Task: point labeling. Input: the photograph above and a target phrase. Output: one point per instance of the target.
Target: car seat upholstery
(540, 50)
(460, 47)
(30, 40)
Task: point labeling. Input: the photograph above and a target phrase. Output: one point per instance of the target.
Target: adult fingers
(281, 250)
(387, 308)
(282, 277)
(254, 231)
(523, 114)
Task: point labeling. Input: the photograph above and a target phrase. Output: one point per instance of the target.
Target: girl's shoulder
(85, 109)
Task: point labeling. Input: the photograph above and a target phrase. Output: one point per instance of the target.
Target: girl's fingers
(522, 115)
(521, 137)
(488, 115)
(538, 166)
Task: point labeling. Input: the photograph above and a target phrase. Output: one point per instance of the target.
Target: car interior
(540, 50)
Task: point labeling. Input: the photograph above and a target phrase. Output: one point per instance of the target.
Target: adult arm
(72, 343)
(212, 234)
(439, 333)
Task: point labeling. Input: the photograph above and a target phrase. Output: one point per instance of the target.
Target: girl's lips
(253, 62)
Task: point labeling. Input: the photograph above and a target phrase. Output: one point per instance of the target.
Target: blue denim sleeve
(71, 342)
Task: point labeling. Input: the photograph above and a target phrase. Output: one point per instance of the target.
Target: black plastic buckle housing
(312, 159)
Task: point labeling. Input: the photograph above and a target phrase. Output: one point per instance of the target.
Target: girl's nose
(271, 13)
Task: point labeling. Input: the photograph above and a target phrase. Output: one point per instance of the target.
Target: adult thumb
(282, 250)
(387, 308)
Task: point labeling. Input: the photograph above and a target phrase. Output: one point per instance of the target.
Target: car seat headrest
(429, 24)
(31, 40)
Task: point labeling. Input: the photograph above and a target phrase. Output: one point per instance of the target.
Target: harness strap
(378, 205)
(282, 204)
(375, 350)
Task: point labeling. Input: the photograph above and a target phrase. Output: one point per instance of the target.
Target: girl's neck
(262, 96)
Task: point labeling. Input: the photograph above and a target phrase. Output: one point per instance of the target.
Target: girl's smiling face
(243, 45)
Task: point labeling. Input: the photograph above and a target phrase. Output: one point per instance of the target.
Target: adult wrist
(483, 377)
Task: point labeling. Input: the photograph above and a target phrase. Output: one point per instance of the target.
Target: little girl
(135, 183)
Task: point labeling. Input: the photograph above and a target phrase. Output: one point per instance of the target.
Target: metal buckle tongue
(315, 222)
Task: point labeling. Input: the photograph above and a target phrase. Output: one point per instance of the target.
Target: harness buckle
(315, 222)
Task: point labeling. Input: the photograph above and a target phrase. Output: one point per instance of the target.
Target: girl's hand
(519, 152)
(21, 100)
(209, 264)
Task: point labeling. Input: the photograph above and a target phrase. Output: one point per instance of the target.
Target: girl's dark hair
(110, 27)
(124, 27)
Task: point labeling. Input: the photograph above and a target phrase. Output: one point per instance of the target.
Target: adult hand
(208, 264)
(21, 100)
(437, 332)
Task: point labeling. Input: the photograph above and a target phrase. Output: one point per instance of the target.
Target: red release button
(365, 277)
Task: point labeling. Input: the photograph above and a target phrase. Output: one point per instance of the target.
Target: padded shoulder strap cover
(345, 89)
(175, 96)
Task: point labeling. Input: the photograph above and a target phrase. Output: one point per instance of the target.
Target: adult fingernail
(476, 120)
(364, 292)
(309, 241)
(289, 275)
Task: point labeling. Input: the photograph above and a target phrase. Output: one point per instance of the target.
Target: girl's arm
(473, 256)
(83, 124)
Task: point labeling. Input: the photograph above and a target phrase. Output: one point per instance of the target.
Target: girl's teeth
+++
== WORK TO BE COMPLETED ==
Give again only the lines starting at the one that contains "Target: adult hand" and running to the end of the data.

== REPLY TO THE TASK ==
Target: adult hand
(208, 264)
(21, 100)
(437, 332)
Task: point labeling. Input: the photograph above and a target phrase. Output: one point per instance of the target.
Target: red release button
(365, 277)
Task: point labeling. Input: the photograph above and a target phrase. Output: one point per instance of the target.
Target: padded shoulder strap cover
(345, 89)
(175, 96)
Task: point labeling. Input: the photograph above and a target phrase. Output: one point per instance of the target.
Target: adult fingernail
(476, 120)
(364, 292)
(309, 241)
(289, 275)
Task: point labeling. Input: the photograph above and a target phrase. Output: one point per instance of the target.
Target: girl's arm
(473, 256)
(83, 124)
Task: point labeling. Input: the photograph above and a target phrase. Output: one point per instance of the target.
Target: girl's teeth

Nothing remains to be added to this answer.